(Entries provided)
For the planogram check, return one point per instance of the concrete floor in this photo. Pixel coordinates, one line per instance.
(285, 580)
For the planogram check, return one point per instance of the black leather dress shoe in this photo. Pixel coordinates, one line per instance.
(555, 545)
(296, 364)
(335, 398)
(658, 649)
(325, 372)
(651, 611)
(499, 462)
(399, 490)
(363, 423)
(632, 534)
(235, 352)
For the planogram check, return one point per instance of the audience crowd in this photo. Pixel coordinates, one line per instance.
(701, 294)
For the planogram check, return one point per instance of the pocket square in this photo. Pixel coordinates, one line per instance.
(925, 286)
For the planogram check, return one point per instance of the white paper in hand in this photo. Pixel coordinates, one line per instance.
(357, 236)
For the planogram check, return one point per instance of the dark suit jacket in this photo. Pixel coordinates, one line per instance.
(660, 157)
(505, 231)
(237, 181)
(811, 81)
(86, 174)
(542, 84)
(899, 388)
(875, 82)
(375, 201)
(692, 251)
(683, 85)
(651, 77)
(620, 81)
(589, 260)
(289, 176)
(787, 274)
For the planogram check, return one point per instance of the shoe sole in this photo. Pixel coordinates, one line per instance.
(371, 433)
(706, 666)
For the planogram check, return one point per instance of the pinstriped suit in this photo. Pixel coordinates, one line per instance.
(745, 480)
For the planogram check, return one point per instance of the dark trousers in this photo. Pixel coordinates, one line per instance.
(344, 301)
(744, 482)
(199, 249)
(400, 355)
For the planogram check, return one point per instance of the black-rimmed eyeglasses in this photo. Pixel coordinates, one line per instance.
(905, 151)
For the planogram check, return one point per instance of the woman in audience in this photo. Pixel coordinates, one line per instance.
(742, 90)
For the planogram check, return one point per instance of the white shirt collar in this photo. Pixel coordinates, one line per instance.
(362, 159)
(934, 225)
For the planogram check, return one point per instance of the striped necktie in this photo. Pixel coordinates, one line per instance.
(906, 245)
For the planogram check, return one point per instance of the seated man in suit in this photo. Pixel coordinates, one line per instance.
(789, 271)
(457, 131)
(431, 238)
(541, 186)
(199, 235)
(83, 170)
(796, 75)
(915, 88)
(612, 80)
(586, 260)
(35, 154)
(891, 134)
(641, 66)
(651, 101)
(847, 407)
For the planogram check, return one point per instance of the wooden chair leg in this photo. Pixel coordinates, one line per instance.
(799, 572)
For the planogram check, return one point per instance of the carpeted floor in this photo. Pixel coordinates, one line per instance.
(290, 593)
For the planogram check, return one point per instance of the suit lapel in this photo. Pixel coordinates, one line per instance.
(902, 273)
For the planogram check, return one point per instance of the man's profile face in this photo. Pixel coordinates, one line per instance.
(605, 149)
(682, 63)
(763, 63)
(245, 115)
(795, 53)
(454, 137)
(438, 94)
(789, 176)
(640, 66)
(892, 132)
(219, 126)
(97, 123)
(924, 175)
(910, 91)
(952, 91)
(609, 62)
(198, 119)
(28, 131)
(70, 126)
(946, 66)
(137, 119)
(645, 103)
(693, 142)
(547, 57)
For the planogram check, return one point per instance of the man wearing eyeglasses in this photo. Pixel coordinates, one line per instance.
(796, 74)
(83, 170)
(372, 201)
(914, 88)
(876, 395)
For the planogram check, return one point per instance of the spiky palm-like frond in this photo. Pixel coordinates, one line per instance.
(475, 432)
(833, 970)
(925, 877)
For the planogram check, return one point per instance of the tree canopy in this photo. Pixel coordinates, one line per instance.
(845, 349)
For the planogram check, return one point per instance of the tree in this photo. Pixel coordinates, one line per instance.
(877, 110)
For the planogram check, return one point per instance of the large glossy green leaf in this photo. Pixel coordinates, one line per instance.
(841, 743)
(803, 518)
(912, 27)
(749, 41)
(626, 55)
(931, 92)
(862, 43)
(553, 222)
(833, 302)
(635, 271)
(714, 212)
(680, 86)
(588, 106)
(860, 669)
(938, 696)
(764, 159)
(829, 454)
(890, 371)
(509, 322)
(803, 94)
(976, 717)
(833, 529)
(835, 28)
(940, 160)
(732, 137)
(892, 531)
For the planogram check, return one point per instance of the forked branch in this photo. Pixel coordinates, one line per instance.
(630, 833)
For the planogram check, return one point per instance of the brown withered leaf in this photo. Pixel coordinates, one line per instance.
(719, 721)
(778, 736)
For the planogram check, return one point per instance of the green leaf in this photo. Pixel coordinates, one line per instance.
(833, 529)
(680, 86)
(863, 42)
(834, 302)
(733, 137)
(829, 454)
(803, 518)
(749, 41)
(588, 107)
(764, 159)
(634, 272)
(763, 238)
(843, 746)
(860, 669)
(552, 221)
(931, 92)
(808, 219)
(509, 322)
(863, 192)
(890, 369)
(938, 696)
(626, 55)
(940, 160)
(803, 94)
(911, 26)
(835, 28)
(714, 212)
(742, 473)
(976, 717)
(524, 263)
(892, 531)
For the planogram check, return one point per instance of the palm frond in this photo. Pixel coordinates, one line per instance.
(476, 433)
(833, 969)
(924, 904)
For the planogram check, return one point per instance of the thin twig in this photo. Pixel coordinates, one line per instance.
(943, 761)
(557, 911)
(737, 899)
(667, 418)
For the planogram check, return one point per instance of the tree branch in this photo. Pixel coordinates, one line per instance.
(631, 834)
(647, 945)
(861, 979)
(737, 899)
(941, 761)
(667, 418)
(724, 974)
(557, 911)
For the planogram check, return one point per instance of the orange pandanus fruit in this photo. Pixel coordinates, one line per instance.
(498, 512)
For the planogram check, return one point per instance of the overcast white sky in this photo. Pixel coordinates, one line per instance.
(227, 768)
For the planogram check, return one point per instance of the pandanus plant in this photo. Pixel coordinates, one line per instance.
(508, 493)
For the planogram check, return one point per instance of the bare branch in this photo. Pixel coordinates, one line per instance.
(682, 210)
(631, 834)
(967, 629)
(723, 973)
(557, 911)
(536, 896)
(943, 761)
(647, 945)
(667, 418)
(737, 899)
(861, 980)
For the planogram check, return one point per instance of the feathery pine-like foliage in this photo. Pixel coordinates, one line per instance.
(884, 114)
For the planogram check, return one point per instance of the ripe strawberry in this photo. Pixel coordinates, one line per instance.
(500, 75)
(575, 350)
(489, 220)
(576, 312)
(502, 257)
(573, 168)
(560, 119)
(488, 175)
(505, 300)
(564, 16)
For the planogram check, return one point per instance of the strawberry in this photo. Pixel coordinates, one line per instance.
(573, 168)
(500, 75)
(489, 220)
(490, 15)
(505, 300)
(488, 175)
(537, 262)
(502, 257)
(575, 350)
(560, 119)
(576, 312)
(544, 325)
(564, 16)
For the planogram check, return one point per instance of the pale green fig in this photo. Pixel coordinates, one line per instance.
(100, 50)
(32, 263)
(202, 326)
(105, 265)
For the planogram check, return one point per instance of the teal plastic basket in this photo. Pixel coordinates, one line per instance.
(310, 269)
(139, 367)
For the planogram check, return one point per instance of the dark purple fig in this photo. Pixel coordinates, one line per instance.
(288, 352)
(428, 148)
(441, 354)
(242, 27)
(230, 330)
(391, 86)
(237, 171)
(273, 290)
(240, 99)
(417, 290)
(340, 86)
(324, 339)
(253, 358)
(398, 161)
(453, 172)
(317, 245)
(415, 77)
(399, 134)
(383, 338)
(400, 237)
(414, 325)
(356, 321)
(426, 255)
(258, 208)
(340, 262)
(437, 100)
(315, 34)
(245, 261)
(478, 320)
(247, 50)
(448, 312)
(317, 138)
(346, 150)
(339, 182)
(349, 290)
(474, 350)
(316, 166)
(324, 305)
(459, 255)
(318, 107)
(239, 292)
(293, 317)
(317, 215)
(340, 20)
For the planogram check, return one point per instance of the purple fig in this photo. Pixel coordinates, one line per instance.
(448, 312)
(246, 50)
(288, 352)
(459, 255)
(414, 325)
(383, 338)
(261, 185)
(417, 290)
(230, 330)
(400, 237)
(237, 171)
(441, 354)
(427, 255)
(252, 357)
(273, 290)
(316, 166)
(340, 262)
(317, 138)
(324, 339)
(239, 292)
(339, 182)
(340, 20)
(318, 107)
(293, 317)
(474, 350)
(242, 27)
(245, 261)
(End Entries provided)
**What is required:** The lines from the one containing "of the purple" through the last line of the records are the answer; set them down exactly and add nothing.

**Response for this exercise:**
For the planogram check, return one point per instance of the purple fig in this photo. Pixel coordinates, one line per instance.
(448, 312)
(246, 50)
(288, 352)
(459, 255)
(414, 325)
(383, 338)
(261, 185)
(417, 290)
(230, 330)
(400, 237)
(237, 171)
(441, 354)
(427, 255)
(252, 357)
(273, 290)
(316, 166)
(340, 262)
(317, 138)
(324, 339)
(239, 292)
(339, 182)
(340, 20)
(318, 107)
(293, 317)
(474, 350)
(242, 27)
(245, 261)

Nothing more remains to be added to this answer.